_O QUE FAZER_.
Extraia literalmente o trecho do texto sobre a ação coletiva de consumo que começa em "Em ação coletiva de consumo, é" e segue até "nem renunciar direitos.".

_DOCUMENTO DE ORIGEM_.
Colegitimado pode assumir ação coletiva se autor originário desistir de recurso por ter feito acordo reconhecendo improcedência do pedido

Em ação coletiva de consumo, é possível a assunção do polo ativo por outro colegitimado, na hipótese de reconhecimento da improcedência do pedido em decorrência de acordo firmado entre as partes originárias. Para os ministros da Terceira Turma do Superior Tribunal de Justiça (STJ), o acordo não tem efeito de transação, já que os substitutos processuais não são titulares do direito material discutido, não podendo dispensar direitos ou obrigações, nem renunciar direitos.

A autora coletiva originária, Associação Nacional de Defesa da Cidadania e do Consumidor (Anadec), desistiu do recurso especial interposto contra acórdão do Tribunal de Justiça de São Paulo (TJSP) que manteve a sentença de improcedência do pedido em ação coletiva de consumo. O pedido era para que se declarasse a ilegalidade da cobrança de ponto extra no serviço de televisão por assinatura. A desistência do recurso foi formalizada com a celebração de acordo com a empresa Claro, no qual a Anadec reconhecia a improcedência do pedido inicial.

Após o acordo, os autos regressaram à origem, mas o juízo do primeiro grau deixou de homologar a transação e autorizou o Ministério Público de São Paulo (MPSP) a assumir o polo ativo da ação coletiva. O TJSP, no entanto, deu provimento ao agravo de instrumento interposto pela Claro para homologar o acordo e impedir a assunção do polo ativo da ação pelo MPSP.

_LINHAS DE DADOS_.
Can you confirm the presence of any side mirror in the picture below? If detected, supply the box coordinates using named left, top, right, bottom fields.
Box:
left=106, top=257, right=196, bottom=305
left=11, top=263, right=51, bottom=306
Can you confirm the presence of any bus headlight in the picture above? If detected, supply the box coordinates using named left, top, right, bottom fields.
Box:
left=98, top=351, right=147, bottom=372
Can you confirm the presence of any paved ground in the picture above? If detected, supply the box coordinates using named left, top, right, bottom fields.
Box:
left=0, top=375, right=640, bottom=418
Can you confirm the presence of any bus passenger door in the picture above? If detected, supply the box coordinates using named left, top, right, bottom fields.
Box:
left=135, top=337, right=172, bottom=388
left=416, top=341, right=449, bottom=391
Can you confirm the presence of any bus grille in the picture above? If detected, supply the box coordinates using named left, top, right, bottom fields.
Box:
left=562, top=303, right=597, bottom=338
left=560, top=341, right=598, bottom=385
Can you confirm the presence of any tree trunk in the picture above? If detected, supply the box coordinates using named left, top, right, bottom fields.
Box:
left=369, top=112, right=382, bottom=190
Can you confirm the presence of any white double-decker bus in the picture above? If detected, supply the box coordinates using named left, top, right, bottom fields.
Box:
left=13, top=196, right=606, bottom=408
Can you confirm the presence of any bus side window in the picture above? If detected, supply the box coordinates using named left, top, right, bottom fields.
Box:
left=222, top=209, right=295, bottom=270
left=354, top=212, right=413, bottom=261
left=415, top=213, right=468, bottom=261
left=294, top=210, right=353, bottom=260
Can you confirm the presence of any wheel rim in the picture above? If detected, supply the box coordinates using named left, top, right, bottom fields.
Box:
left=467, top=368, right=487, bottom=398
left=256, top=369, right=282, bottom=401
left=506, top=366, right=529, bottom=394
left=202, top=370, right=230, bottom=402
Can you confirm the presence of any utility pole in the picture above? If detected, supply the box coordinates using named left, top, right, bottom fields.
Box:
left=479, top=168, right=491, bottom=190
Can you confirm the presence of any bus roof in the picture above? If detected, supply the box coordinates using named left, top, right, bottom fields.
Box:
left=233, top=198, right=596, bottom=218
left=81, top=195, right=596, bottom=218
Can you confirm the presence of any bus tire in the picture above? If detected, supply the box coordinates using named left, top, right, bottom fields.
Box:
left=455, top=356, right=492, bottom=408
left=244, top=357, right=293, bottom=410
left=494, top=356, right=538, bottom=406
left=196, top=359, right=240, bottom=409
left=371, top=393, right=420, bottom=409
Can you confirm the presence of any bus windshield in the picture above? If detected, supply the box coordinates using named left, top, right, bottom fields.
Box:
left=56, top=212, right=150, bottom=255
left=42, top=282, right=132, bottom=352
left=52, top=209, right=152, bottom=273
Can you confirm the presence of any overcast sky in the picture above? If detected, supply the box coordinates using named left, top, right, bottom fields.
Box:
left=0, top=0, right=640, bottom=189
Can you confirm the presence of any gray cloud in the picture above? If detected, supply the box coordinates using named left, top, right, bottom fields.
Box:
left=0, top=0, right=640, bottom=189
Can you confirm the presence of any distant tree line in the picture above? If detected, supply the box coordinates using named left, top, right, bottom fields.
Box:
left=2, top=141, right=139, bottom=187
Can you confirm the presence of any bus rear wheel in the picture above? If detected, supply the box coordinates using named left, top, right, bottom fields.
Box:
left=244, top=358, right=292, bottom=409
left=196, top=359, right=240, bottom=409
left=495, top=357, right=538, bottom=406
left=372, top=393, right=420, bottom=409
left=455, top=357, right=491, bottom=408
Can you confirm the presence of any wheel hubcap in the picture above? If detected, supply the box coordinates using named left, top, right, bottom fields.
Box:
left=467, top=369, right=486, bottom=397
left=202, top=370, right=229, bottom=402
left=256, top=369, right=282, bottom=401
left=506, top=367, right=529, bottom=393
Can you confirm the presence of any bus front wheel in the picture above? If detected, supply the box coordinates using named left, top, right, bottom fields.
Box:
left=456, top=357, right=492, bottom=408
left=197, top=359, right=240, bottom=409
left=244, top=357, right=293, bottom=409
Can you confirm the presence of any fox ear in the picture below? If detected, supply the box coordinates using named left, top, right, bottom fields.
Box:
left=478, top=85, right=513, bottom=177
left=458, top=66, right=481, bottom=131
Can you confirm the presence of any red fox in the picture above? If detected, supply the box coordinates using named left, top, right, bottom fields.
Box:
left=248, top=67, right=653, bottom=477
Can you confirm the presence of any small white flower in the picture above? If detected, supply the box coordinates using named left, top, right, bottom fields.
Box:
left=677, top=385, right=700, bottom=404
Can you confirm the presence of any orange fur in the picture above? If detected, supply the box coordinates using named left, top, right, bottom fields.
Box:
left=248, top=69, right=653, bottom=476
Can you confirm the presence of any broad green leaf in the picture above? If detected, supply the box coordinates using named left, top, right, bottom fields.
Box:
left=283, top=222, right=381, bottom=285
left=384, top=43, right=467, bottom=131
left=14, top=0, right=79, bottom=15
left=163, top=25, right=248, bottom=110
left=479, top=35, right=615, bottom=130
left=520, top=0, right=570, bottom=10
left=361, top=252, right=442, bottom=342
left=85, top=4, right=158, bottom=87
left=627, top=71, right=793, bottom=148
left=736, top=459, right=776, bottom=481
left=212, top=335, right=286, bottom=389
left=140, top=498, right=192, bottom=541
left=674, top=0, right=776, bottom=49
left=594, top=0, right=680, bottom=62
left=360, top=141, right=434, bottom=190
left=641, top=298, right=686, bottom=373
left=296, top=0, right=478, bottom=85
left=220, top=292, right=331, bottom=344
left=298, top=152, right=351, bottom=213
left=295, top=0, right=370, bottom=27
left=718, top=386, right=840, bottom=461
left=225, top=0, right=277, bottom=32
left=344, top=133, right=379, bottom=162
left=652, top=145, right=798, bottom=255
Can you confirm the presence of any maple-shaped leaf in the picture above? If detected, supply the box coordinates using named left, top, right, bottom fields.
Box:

_RESPOSTA ESPERADA_.
Em ação coletiva de consumo, é possível a assunção do polo ativo por outro colegitimado, na hipótese de reconhecimento da improcedência do pedido em decorrência de acordo firmado entre as partes originárias. Para os ministros da Terceira Turma do Superior Tribunal de Justiça (STJ), o acordo não tem efeito de transação, já que os substitutos processuais não são titulares do direito material discutido, não podendo dispensar direitos ou obrigações, nem renunciar direitos.